■ **INSTRUCTIONS TO FOLLOW**: Nothing but a number is wanted here: the count of lines in the data holding the word "before".

■ **PROVIDED ENTRIES**:
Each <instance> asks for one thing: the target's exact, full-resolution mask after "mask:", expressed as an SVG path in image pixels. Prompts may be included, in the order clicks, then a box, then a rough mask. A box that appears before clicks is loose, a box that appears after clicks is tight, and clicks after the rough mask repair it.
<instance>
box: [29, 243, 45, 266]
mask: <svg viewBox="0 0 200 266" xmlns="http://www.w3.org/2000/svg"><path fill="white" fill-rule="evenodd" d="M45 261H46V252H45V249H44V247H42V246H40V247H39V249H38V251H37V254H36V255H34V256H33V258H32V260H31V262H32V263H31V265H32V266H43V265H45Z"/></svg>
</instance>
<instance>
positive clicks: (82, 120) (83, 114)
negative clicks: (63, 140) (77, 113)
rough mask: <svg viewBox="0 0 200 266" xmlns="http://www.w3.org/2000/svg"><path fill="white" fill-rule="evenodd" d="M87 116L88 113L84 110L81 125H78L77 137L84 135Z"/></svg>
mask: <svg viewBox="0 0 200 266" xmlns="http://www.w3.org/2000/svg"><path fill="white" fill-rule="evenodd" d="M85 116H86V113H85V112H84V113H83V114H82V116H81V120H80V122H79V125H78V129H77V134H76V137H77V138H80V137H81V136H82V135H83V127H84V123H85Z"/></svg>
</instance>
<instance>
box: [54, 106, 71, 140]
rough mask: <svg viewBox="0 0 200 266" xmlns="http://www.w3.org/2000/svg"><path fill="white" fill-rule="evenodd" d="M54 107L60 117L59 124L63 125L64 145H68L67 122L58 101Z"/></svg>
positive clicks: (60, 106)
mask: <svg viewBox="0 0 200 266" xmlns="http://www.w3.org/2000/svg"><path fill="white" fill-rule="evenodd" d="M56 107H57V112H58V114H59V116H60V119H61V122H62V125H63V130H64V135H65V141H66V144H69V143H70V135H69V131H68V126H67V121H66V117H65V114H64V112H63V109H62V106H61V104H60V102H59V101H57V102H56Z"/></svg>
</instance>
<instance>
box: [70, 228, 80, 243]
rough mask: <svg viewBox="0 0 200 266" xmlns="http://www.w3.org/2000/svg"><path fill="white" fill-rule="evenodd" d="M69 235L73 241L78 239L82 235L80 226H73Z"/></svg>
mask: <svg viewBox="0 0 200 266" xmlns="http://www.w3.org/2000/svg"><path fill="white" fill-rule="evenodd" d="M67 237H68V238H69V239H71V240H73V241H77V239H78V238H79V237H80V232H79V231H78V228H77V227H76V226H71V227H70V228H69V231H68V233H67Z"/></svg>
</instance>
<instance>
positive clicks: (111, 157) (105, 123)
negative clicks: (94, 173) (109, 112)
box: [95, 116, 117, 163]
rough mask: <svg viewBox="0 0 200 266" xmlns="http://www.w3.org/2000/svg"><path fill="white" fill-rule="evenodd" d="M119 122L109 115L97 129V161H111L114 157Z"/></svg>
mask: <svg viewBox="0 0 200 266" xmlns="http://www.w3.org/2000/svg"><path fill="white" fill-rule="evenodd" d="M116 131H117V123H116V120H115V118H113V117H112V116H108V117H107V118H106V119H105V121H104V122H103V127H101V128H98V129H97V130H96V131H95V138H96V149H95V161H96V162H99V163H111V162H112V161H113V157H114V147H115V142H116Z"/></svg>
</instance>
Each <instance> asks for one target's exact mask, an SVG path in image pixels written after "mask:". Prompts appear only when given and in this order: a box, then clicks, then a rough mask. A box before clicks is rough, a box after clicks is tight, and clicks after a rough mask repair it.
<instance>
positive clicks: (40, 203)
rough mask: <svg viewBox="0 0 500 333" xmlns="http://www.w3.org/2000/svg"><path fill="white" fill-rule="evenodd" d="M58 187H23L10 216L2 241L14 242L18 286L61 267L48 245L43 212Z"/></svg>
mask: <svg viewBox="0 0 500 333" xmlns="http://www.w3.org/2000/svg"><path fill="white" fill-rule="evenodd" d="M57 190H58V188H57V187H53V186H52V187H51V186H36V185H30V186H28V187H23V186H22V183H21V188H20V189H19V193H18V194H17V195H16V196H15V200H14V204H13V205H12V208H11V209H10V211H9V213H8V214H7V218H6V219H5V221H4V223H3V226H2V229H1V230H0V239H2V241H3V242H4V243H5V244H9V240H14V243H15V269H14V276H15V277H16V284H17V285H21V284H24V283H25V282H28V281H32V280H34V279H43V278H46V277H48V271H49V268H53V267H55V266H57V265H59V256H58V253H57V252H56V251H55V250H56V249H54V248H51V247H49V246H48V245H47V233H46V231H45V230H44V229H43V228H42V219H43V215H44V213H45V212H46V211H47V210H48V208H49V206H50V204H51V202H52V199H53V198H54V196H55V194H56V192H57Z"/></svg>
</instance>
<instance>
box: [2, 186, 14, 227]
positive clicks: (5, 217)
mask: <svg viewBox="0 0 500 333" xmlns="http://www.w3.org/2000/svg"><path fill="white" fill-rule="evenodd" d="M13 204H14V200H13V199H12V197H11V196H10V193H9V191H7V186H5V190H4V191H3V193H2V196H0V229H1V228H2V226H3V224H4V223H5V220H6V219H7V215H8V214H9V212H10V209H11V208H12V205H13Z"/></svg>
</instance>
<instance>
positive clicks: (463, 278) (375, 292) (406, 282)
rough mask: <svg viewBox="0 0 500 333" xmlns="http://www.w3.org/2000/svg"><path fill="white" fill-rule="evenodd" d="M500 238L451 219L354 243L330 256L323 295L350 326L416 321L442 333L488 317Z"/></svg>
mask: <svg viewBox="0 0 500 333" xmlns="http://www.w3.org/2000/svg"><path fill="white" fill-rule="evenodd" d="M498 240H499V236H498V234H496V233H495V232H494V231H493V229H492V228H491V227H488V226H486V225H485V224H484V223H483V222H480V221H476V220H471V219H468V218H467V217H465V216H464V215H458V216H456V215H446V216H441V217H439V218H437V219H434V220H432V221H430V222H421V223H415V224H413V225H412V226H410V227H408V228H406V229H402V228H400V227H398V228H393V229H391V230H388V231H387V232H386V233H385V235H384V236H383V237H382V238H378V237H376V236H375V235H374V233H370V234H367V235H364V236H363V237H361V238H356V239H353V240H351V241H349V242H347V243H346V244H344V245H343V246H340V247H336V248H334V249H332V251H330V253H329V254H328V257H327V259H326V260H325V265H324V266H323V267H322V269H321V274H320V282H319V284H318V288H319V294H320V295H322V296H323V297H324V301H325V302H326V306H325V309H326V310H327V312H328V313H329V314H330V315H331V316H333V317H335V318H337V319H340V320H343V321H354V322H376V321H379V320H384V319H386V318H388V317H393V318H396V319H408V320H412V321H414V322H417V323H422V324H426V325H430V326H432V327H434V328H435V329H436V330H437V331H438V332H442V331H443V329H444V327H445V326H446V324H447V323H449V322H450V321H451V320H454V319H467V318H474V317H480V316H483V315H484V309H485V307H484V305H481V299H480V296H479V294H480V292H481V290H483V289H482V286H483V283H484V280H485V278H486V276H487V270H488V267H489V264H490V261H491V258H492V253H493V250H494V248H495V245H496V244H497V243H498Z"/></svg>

■ **YOUR SOLUTION**: 2